Problem requirements
Present every line in the entries below as a numbered list, leaving out blank lines.

Supplied records
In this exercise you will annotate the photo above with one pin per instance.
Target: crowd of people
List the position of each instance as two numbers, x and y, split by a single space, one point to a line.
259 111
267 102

The result
1. In this exercise you will annotate the photo above with one pin per instance.
2. Target: crowd of people
3. List the position of each instance as two numbers, x and y, split by a single space, one point to a line.
4. 259 111
5. 267 102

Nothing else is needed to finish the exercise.